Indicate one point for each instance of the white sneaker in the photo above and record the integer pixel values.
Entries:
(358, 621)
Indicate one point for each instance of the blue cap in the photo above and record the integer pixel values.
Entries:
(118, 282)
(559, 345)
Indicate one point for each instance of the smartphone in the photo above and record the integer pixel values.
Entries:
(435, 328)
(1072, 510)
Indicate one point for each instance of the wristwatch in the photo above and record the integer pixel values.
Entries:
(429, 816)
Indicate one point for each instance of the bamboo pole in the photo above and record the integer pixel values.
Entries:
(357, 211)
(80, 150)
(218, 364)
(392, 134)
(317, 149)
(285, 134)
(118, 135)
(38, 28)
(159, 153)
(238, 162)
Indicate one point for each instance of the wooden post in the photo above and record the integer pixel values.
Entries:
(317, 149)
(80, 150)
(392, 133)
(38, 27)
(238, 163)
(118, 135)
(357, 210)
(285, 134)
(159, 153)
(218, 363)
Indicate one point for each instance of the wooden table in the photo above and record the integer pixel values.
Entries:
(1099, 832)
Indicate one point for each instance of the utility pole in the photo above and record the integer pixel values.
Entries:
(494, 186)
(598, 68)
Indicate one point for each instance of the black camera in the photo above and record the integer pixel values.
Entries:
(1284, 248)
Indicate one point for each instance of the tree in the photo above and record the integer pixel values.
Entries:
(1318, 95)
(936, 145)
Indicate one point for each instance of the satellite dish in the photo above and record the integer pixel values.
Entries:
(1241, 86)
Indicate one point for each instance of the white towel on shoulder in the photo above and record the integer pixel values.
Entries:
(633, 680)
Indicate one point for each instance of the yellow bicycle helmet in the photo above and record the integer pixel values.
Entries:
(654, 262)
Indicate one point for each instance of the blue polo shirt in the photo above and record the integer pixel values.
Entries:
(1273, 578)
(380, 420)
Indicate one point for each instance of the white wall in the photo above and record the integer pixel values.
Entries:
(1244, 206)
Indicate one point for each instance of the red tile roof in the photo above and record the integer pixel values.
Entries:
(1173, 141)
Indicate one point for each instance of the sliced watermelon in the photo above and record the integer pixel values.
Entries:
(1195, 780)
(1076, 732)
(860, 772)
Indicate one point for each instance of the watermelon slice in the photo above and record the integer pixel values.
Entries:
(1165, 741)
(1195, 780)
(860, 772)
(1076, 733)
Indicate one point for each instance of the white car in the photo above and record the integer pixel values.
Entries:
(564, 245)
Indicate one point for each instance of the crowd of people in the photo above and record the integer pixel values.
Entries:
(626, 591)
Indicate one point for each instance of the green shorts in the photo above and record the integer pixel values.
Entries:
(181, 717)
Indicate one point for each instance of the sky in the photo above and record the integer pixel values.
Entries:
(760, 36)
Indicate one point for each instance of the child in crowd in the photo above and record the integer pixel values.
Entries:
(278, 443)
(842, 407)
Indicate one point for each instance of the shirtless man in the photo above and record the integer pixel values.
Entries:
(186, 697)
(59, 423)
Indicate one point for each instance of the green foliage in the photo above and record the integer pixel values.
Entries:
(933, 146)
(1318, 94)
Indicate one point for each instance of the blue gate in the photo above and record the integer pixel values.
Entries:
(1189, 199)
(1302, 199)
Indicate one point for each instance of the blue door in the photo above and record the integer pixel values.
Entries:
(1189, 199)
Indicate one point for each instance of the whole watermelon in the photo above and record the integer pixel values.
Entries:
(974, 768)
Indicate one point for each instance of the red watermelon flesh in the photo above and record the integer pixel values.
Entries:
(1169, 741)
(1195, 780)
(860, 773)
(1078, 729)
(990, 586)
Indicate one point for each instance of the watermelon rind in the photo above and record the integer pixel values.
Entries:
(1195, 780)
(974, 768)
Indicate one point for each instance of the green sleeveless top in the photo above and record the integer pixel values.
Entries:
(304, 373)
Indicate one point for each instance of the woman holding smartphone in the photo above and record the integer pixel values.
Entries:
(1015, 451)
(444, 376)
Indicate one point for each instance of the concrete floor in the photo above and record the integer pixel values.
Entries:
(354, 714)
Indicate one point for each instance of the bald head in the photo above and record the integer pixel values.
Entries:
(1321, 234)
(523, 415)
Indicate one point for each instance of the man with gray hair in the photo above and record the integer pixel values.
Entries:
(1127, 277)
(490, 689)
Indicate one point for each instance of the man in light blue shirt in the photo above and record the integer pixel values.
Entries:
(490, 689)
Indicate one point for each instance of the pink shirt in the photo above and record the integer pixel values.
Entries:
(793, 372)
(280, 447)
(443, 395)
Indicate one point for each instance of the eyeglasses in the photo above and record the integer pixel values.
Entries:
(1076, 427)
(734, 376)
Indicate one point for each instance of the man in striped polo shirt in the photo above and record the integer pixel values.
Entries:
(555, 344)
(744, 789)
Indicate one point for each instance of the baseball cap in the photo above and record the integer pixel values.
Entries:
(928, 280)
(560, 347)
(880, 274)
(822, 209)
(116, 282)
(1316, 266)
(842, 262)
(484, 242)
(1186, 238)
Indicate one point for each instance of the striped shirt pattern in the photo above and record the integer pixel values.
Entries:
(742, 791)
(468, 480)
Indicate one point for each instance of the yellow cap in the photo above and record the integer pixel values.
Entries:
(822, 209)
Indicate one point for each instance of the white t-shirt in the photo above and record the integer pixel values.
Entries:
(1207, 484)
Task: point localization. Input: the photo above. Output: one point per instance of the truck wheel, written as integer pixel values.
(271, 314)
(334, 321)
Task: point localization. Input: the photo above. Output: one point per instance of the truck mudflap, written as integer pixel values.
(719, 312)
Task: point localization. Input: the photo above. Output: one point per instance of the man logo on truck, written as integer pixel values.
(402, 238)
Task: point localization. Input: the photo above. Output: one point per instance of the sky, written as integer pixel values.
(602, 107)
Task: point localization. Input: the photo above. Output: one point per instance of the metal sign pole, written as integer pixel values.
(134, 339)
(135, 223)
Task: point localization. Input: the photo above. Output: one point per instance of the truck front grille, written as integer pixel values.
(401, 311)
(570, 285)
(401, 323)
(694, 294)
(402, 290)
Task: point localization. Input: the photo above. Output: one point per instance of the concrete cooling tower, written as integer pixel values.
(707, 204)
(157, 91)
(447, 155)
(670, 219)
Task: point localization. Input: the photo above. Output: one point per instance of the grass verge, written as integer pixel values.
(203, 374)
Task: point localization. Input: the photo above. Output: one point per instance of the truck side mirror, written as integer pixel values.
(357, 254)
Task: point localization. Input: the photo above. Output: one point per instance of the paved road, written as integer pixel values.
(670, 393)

**Task to carry out**
Set down every record above exactly as given.

**Task response**
Indicate one point for each instance of the white sneaker in the photo above and record the integer pixel values.
Entries:
(358, 621)
Indicate one point for each instance of the blue cap in the photo above and record the integer pixel values.
Entries:
(118, 282)
(559, 345)
Indicate one point for each instance of the smartphone in the photo above and record the integer pixel values.
Entries:
(435, 328)
(1072, 510)
Indicate one point for each instance of the wristwatch in the photo above and record the integer pixel values.
Entries:
(429, 816)
Indicate one point for each instance of the bamboo pole in the photo above and record the integer pixel values.
Entries:
(357, 211)
(80, 150)
(218, 364)
(392, 134)
(317, 149)
(285, 134)
(118, 135)
(38, 28)
(159, 153)
(238, 162)
Indicate one point for each instance of the wooden post in the photo above and record the integer pixel values.
Entries:
(317, 149)
(80, 150)
(392, 133)
(38, 27)
(238, 163)
(118, 135)
(357, 210)
(285, 134)
(159, 153)
(218, 363)
Indicate one point for each instance of the wooden table in the photo above and record the integer pixel values.
Entries:
(1099, 832)
Indicate one point for each instance of the utility pole in the photo above and record the integer pixel values.
Entries:
(494, 186)
(598, 68)
Indicate one point for each instance of the black camera in the photo above and record the integer pixel values.
Entries:
(1284, 248)
Indicate one point for each instance of the tree in the photo above and record the integer pixel values.
Entries:
(1318, 95)
(936, 145)
Indicate one point for each instance of the satellite dish in the photo above and record the integer pixel values.
Entries:
(1241, 86)
Indicate one point for each instance of the white towel on shoulder in the photo above and record the integer pixel values.
Entries:
(633, 680)
Indicate one point for each instance of the yellow bicycle helmet in the photo above and record the integer pixel values.
Entries:
(654, 262)
Indicate one point for each instance of the blue polo shirt in the photo above and record the integer pixel values.
Entries:
(1273, 578)
(380, 420)
Indicate one point for each instance of the white wall in the photo above and record the integer pixel values.
Entries:
(1244, 206)
Indicate one point for each instance of the red tile roof in the photo above and record the integer pixel values.
Entries:
(1173, 141)
Indicate one point for each instance of the sliced watermelon in the photo above and record the integer pixel values.
Entries:
(1195, 780)
(1076, 732)
(860, 772)
Indicate one point for each instance of the watermelon slice in the photo above and record the integer pixel values.
Entries:
(1165, 741)
(1195, 780)
(860, 772)
(1076, 733)
Indicate one point for each instance of the white car in the photo above and record the integer pixel values.
Entries:
(564, 245)
Indicate one point for each instance of the crowd of people in the photo above and record the integer pixel values.
Entries:
(626, 591)
Indicate one point for each instance of the green shorts in the photo above and record the integer pixel values.
Entries:
(181, 717)
Indicate one point for each instance of the sky in the photo above and record the integer pixel values.
Entries:
(760, 36)
Indicate one point for each instance of the child in crowd in the photo above and record the integer pixel values.
Entries:
(278, 443)
(842, 407)
Indicate one point for each instance of the shirtless man in the photo above and record the integer pixel values.
Entries:
(186, 697)
(59, 423)
Indicate one point for each instance of the green foliage in the photo above and record the integer pixel values.
Entries:
(933, 146)
(1318, 94)
Indicate one point for each instance of the blue gate in the photo above and record the integer pixel values.
Entries:
(1189, 199)
(1302, 199)
Indicate one point for each instance of the blue door in the photo above and record the integer pixel values.
Entries:
(1189, 199)
Indicate one point for each instance of the whole watermelon in the photo above and record the integer pixel values.
Entries:
(974, 768)
Indicate one point for each instance of the red watermelon flesh in the photo above and record the integer pixel values.
Entries:
(1169, 741)
(1195, 780)
(860, 773)
(1078, 729)
(990, 586)
Indicate one point for each instance of the watermelon rind in the photo above and record the integer pixel values.
Entries:
(1195, 780)
(974, 768)
Indicate one point for each instance of the green sleeveless top in the photo above and record the integer pixel values.
Entries:
(304, 373)
Indicate one point for each instance of the woman holding smartphone in the photo above and record the integer pixel values.
Entries:
(1015, 451)
(444, 376)
Indicate one point for each instance of the concrete floor in the photo above and record the integer pixel values.
Entries:
(354, 714)
Indicate one point for each instance of the bald head in the photo above and record the integer pixel values.
Entries:
(1321, 234)
(523, 415)
Indicate one point for each instance of the man with gray hair in the photo above and record the integer pixel values.
Entries:
(1127, 277)
(490, 689)
Indicate one point for each instance of the man in light blue shirt in the photo above and record the integer pixel values.
Entries:
(490, 689)
Indicate one point for each instance of the pink shirt in the photo above and record the integer pixel values.
Entries:
(793, 372)
(280, 447)
(443, 395)
Indicate one point for each instance of the eyeglasses in the photo above and record the integer pixel values.
Entries:
(1076, 427)
(734, 376)
Indicate one point for each instance of the man in striped polo shirt in the photo above and record the integer pixel values.
Entries:
(555, 344)
(744, 789)
Indicate one point for each instance of the baseball cap in the photo above and record the integer pixel values.
Entries:
(928, 280)
(560, 347)
(880, 274)
(822, 209)
(116, 282)
(1316, 266)
(842, 262)
(484, 242)
(1186, 238)
Indicate one point for each instance of the striped shirt pattern in the photo above and record the integer pixel values.
Entries:
(742, 791)
(468, 480)
Indicate one point for each instance of the yellow cap in the photo above and record the integer pixel values.
Entries:
(822, 209)
Indicate one point for each instance of the white t-shirt in the photo above and record the integer pixel values.
Entries:
(1207, 484)
Task: point localization. Input: the photo above. Output: one point per instance of the truck wheel, written as integer pixel values.
(271, 314)
(334, 321)
Task: point localization. Input: the photo above. Output: one point per instance of the truck mudflap, written as integer pixel values.
(719, 312)
Task: point localization. Input: the photo above. Output: one point per instance of the man logo on truck, written as integer pixel values.
(402, 238)
Task: point localization. Input: the photo above. Output: one point per instance of the sky, written as integer pixel values.
(602, 107)
Task: point localization. Input: the photo above. Output: one point per instance of the metal sign pole, written as integer pixel values.
(134, 339)
(135, 223)
Task: point localization. Input: the photo above. Output: one point per instance of the truck front grille, written as integer pixel values.
(401, 311)
(570, 285)
(401, 323)
(694, 294)
(402, 290)
Task: point localization. Input: the photo above. Output: one point per instance of the concrete cooling tower, written as integer pixel values.
(707, 204)
(157, 91)
(447, 155)
(670, 219)
Task: point localization. Input: the photo above. Output: one point per instance of the grass verge, written as integer pixel values.
(203, 374)
Task: point localization. Input: the photo above. Output: one point per instance of the truck side mirror, written as integer pixel values.
(357, 254)
Task: point localization. Input: the photo above. Output: one point per instance of the paved road, written as integer pixel values.
(670, 393)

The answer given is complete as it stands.